## GOAL A
Reproduce the part of the mailing-list excerpt that begins at the words "On Fri, Feb" and stops after the words "through this crack.".
## GOAL B
In the mailing-list excerpt, which function does the patch add the check to in the fast path?

## EXCERPTED TEXT
On Fri, Feb 28, 2020 at 07:32:29PM +0800, Pingfan Liu wrote:
> FOLL_LONGTERM suggests a pin which is going to be given to hardware and
> can't move. It would truncate CMA permanently and should be excluded.

I don't understand what is 'truncated' here?

I generally agree with Jason that this is going to be confusing to the user.

Ira

> 
> FOLL_LONGTERM has already been checked in the slow path, but not checked in
> the fast path, which means a possible leak of CMA page to longterm pinned
> requirement through this crack.
> 
> Place a check in try_get_compound_head() in the fast path.
> 
> Some note about the check:
> Huge page's subpages have the same migrate type due to either
> allocation from a free_list[] or alloc_contig_range() with param
> MIGRATE_MOVABLE. So it is enough to check on a single subpage
> by is_migrate_cma_page(subpage)
> 
> Signed-off-by: Pingfan Liu <kernelfans@gmail.com>
> Cc: Ira Weiny <ira.weiny@intel.com>
> Cc: Andrew Morton <akpm@linux-foundation.org>
> Cc: Mike Rapoport <rppt@linux.ibm.com>
> Cc: Dan Williams <dan.j.williams@intel.com>
> Cc: Matthew Wilcox <willy@infradead.org>
> Cc: John Hubbard <jhubbard@nvidia.com>
> Cc: "Aneesh Kumar K.V" <aneesh.kumar@linux.ibm.com>
> Cc: Keith Busch <keith.busch@intel.com>
> Cc: Christoph Hellwig <hch@infradead.org>
> Cc: Shuah Khan <shuah@kernel.org>
> To: linux-mm@kvack.org
> Cc: linux-kernel@vger.kernel.org
> ---
>  mm/gup.c | 26 +++++++++++++++++++-------
>  1 file changed, 19 insertions(+), 7 deletions(-)
> 
> diff --git a/mm/gup.c b/mm/gup.c
> index cd8075e..f0d6804 100644
> --- a/mm/gup.c
> +++ b/mm/gup.c
> @@ -33,9 +33,21 @@ struct follow_page_context {
>   * Return the compound head page with ref appropriately incremented,
>   * or NULL if that failed.

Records
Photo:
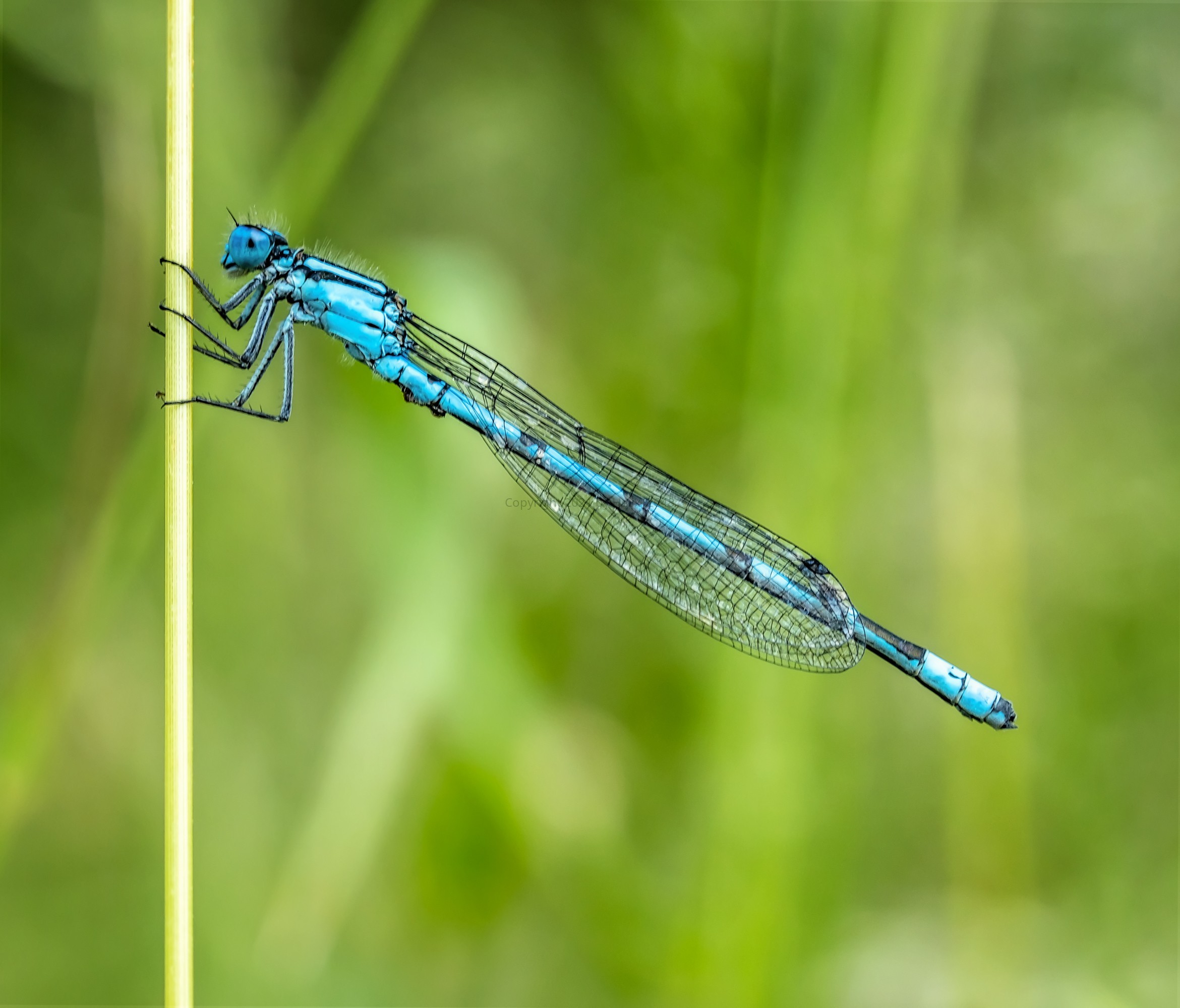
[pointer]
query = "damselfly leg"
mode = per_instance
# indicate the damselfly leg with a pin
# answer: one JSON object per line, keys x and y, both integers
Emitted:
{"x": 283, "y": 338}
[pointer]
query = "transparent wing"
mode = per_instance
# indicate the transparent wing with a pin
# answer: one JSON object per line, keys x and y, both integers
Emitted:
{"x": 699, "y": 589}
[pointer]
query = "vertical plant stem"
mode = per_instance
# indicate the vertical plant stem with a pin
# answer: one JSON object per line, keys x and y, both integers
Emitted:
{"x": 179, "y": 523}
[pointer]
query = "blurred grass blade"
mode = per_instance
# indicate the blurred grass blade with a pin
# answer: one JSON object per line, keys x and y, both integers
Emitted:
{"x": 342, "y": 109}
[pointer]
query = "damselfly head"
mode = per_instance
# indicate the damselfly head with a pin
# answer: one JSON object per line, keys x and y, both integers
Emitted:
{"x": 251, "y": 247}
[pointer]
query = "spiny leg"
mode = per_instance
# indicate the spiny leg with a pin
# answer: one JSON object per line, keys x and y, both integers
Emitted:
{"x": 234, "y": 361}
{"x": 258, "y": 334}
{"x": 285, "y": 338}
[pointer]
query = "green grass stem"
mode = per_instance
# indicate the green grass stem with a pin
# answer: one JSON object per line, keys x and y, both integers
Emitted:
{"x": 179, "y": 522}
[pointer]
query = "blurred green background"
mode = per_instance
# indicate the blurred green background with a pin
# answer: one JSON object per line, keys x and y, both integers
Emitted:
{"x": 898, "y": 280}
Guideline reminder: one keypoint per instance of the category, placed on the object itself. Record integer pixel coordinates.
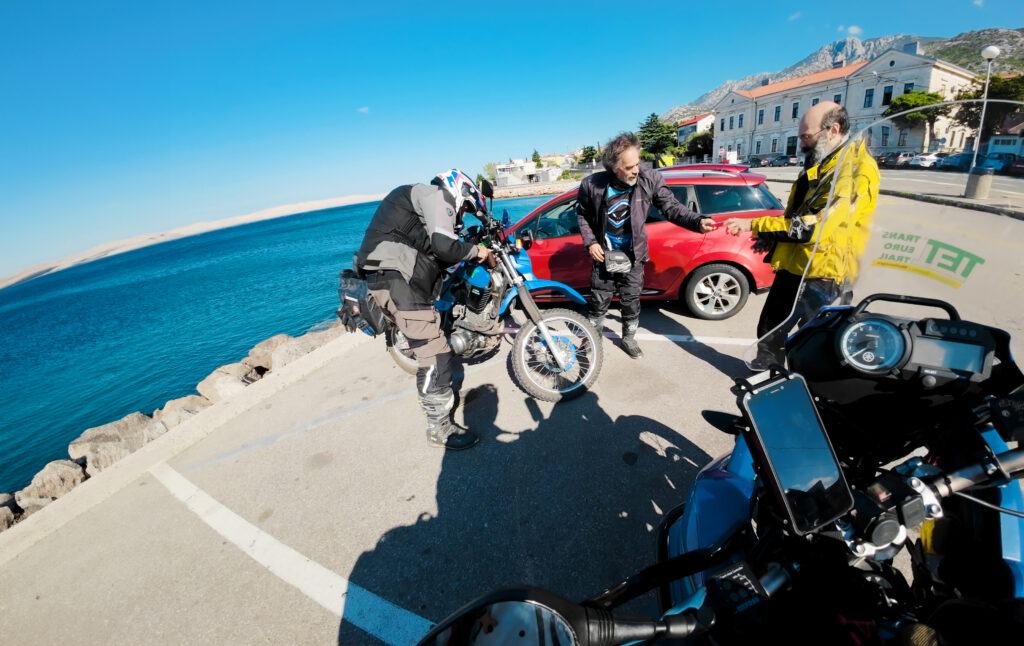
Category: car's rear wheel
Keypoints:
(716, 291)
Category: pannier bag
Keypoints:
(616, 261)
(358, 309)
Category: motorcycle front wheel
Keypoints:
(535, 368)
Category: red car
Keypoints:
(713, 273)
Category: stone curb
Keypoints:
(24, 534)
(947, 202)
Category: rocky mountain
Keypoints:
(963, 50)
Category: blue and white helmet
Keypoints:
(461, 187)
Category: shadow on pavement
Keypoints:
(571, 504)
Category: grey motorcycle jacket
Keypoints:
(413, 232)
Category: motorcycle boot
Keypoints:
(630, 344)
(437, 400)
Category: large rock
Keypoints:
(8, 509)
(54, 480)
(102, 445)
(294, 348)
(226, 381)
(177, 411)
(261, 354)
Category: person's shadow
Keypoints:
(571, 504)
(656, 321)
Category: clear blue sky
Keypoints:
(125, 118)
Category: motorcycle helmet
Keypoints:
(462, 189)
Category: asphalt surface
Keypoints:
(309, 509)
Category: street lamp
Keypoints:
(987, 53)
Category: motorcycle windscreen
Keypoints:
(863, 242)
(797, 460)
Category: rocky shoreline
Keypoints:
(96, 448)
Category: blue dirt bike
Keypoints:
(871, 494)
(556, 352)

## FULL ANSWER A
On Fri, Feb 28, 2020 at 07:32:29PM +0800, Pingfan Liu wrote:
> FOLL_LONGTERM suggests a pin which is going to be given to hardware and
> can't move. It would truncate CMA permanently and should be excluded.

I don't understand what is 'truncated' here?

I generally agree with Jason that this is going to be confusing to the user.

Ira

> 
> FOLL_LONGTERM has already been checked in the slow path, but not checked in
> the fast path, which means a possible leak of CMA page to longterm pinned
> requirement through this crack.

## FULL ANSWER B
try_get_compound_head()